* _What you should do_:
Go to the line containing "Identify every instance of the man" in the listing below and retype it and every later line exactly, down to the last.

* _Raw data_:
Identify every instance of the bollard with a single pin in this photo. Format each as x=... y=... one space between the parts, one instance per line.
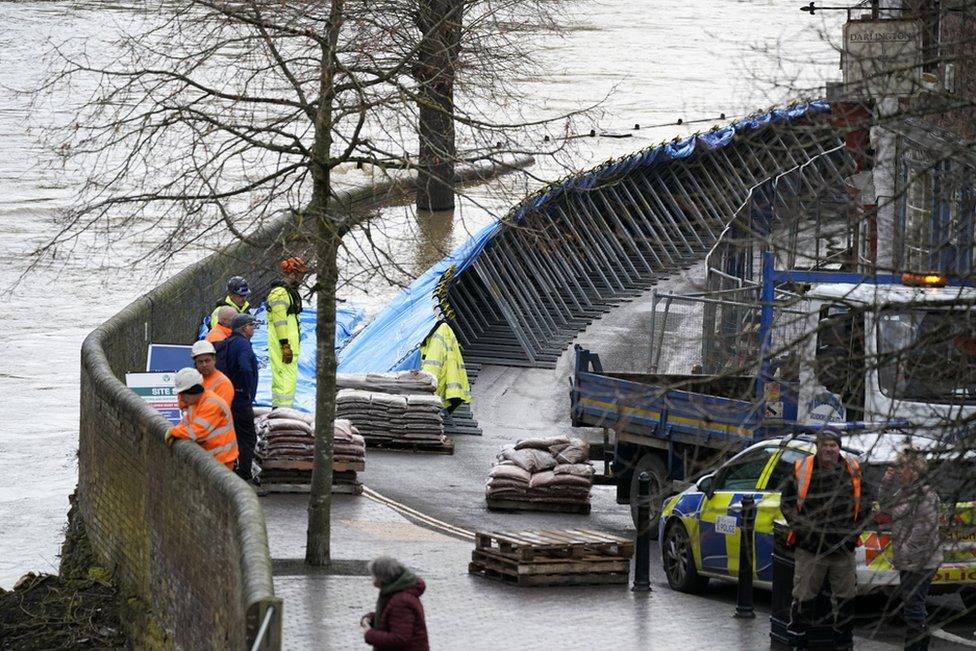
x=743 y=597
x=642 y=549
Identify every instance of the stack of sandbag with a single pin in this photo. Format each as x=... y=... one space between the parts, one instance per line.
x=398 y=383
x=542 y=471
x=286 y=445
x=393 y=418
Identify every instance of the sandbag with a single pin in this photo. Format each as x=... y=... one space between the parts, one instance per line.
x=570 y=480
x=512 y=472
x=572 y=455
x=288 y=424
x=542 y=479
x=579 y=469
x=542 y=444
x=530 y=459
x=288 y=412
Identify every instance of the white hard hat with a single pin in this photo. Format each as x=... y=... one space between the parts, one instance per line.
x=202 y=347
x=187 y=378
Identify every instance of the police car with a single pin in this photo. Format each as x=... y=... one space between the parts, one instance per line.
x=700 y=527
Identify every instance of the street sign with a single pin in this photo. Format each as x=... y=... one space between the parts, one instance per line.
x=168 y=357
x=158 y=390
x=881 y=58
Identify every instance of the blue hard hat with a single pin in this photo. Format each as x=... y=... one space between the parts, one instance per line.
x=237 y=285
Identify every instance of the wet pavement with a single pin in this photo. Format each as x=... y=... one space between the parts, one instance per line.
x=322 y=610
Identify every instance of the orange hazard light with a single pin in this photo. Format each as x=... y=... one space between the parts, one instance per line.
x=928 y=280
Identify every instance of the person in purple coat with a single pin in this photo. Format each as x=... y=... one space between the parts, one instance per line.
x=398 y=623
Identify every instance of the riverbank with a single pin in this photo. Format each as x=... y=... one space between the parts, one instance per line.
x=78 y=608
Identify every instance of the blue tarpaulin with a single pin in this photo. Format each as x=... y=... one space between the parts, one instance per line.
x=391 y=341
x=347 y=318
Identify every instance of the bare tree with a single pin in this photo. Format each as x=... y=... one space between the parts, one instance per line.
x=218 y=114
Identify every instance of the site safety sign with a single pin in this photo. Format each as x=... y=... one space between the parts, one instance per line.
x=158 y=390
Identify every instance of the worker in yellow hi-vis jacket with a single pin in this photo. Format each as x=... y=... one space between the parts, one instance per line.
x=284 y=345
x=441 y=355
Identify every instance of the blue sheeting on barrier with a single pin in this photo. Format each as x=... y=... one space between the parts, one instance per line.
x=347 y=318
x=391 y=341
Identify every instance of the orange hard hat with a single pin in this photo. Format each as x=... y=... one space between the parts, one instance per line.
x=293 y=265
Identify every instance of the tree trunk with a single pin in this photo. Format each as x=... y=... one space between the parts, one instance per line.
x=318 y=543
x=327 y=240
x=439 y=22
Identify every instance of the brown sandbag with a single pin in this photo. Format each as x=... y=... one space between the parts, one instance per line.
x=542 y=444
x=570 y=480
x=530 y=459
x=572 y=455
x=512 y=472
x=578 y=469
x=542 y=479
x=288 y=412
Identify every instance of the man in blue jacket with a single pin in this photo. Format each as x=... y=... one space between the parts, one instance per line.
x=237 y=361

* _The answer_:
Identify every instance of the man in blue jacket with a single pin in this photo. Format each as x=... y=... one space between the parts, one instance per line.
x=237 y=361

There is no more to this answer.